What you have to do:
Each line from the one that contains "Look at the photo above. For every instance of the white" through the end of the entries should be repeated exactly, with nothing added.

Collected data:
+ + + + + + +

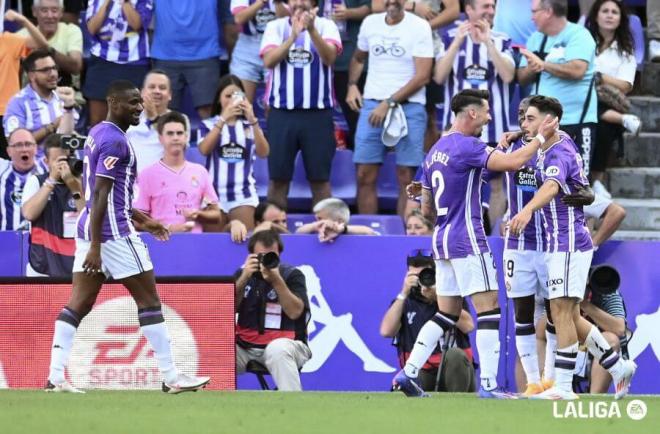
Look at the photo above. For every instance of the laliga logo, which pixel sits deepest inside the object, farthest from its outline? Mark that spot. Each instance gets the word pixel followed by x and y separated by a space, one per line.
pixel 110 351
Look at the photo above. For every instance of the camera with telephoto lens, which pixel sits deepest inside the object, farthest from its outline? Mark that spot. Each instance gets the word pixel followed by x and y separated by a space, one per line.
pixel 603 280
pixel 73 143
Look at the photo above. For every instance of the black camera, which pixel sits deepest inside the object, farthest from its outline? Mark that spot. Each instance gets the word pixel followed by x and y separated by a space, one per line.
pixel 603 280
pixel 73 143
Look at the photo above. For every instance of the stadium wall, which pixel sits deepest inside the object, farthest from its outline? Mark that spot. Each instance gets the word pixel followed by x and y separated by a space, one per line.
pixel 352 281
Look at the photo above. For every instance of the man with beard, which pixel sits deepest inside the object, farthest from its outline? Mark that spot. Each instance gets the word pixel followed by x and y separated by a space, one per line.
pixel 107 244
pixel 13 176
pixel 399 48
pixel 300 50
pixel 473 56
pixel 41 107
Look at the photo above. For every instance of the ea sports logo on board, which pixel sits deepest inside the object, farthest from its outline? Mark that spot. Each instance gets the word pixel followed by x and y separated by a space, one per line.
pixel 110 351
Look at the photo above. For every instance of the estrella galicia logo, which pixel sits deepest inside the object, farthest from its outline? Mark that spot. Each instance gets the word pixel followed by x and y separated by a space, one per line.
pixel 299 57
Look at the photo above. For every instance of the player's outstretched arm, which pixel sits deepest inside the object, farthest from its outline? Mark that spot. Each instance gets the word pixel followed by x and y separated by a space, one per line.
pixel 548 190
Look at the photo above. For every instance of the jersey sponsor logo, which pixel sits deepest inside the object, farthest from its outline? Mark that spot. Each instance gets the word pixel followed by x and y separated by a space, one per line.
pixel 111 353
pixel 551 171
pixel 110 162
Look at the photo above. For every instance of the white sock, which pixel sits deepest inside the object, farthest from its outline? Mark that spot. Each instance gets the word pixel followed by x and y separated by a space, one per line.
pixel 565 366
pixel 488 346
pixel 59 354
pixel 159 339
pixel 526 346
pixel 426 341
pixel 550 353
pixel 603 352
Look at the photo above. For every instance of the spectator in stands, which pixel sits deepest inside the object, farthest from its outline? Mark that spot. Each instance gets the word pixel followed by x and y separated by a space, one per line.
pixel 12 49
pixel 156 95
pixel 64 40
pixel 231 139
pixel 399 48
pixel 186 46
pixel 332 217
pixel 413 306
pixel 51 202
pixel 439 13
pixel 653 29
pixel 270 215
pixel 13 176
pixel 300 52
pixel 275 337
pixel 120 48
pixel 252 16
pixel 487 63
pixel 417 224
pixel 41 107
pixel 559 59
pixel 173 191
pixel 348 15
pixel 615 72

+ + + + + + +

Answer area:
Look at the photo above. For every instance of the white sock, which pixel sits deepest inside the object, farthest from its outline? Mark that spot. Each instance gets the word pixel followed by x and y separated by a space, one per line.
pixel 565 366
pixel 488 346
pixel 59 354
pixel 159 339
pixel 526 346
pixel 426 341
pixel 550 353
pixel 603 352
Look at the photo above. For every instance of the spectator in stands, which pixel sits deepest inside the object, farthest from its outline? Mark that spot. Each instance gets the word pixel followed by x and y separated by a space, one per line.
pixel 12 49
pixel 156 95
pixel 64 40
pixel 231 139
pixel 399 48
pixel 186 46
pixel 332 217
pixel 413 306
pixel 51 202
pixel 439 13
pixel 653 29
pixel 270 215
pixel 13 176
pixel 300 52
pixel 275 337
pixel 120 48
pixel 252 16
pixel 487 63
pixel 417 224
pixel 41 107
pixel 559 59
pixel 173 191
pixel 348 15
pixel 615 72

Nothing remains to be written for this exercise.